- Source:
--

Survie

Bisesero : réouverture inattendue d’un dossier judiciaire emblématique des complicités françaises au Rwanda

Publié le 13 juillet 2022

Les juges d´instruction en charge du dossier « Turquoise 1 » concernant une éventuelle complicité de militaires français dans le génocide des Tutsis, à Bisesero et au camp de réfugiés de Murambi [1], se sont fait remettre le 23 juin 2022 une synthèse du rapport Duclert, demandée le 3 juin à un assistant spécialisé du pole antiterroriste du tribunal judiciaire de Paris. Par cet acte, les juges rouvrent contre toute attente un dossier emblématique que la justice cherchait depuis quatre ans à clore.

Le 22 avril 2021, dans le cadre des dispositions de l’article 175 du code de procédure pénale, les parties civiles demandent aux juges d’instruction de poursuivre l’information judiciaire, notamment après que le rapport de la commission Duclert a été rendu public [2]. Ce rapport contient de graves révélations sur les responsabilités politico-militaires françaises à l’œuvre avant, pendant et après le génocide. Jusqu’à présent, ces responsabilités « lourdes et accablantes », selon le rapport, ont été écartées volontairement du champ des investigations par les différents juges saisis depuis le 23 décembre 2005.

--

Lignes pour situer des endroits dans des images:
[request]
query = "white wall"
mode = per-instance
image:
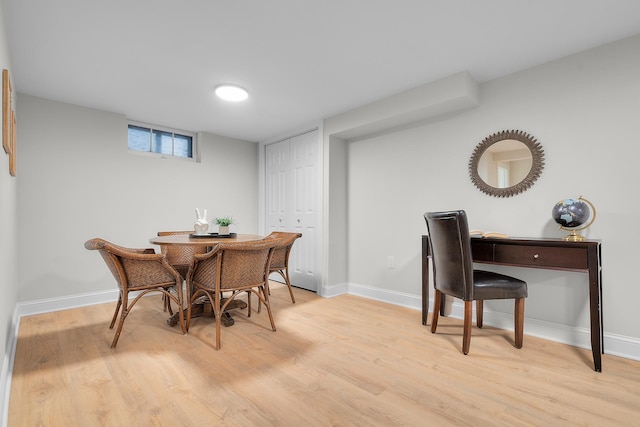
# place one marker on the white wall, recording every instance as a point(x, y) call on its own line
point(8, 237)
point(585, 111)
point(78, 180)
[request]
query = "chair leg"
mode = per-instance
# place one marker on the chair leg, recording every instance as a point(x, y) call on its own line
point(436, 310)
point(267, 303)
point(479, 312)
point(115, 313)
point(123, 316)
point(249, 303)
point(288, 282)
point(466, 335)
point(519, 321)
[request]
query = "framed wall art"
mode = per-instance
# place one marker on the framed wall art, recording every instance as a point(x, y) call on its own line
point(7, 106)
point(8, 122)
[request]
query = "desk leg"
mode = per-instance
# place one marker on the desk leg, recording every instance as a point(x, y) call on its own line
point(425, 279)
point(595, 305)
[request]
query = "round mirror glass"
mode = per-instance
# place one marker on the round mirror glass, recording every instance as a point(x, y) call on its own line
point(506, 163)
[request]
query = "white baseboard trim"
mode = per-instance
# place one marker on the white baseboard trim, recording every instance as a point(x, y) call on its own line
point(64, 303)
point(617, 345)
point(37, 307)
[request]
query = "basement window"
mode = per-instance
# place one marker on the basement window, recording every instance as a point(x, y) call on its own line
point(161, 141)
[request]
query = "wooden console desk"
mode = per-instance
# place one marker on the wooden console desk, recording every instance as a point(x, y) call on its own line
point(552, 254)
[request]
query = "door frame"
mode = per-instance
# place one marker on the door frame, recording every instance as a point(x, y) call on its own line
point(262, 205)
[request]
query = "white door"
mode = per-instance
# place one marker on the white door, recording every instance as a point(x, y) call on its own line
point(293, 202)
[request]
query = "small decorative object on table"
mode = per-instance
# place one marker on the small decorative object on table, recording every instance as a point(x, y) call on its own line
point(223, 223)
point(201, 225)
point(574, 215)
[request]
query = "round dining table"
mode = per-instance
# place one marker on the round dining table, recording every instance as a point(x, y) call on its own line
point(203, 308)
point(209, 239)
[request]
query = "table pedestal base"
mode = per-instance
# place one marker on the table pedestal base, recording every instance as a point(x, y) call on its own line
point(204, 309)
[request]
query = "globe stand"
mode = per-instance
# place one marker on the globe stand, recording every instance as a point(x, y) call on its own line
point(574, 236)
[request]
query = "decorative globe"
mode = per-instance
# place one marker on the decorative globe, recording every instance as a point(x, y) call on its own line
point(574, 215)
point(571, 213)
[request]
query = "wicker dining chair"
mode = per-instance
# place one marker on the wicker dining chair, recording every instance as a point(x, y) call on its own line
point(280, 259)
point(138, 270)
point(180, 257)
point(233, 267)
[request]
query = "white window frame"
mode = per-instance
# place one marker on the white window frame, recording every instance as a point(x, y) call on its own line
point(193, 136)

--

- Exercices à faire:
a. Donnez toutes les dates que cite l'article sur Bisesero.
b. Recopiez mot pour mot l'article sur Bisesero, depuis « Bisesero : réouverture inattendue » jusqu'à « ans à clore. ».
Ces lignes n'ont aucun rapport avec l'article.

- Résultats par exercice:
a.
13 juillet 2022
23 juin 2022
3 juin
22 avril 2021
23 décembre 2005

b.
Bisesero : réouverture inattendue d’un dossier judiciaire emblématique des complicités françaises au Rwanda

Publié le 13 juillet 2022

Les juges d´instruction en charge du dossier « Turquoise 1 » concernant une éventuelle complicité de militaires français dans le génocide des Tutsis, à Bisesero et au camp de réfugiés de Murambi [1], se sont fait remettre le 23 juin 2022 une synthèse du rapport Duclert, demandée le 3 juin à un assistant spécialisé du pole antiterroriste du tribunal judiciaire de Paris. Par cet acte, les juges rouvrent contre toute attente un dossier emblématique que la justice cherchait depuis quatre ans à clore.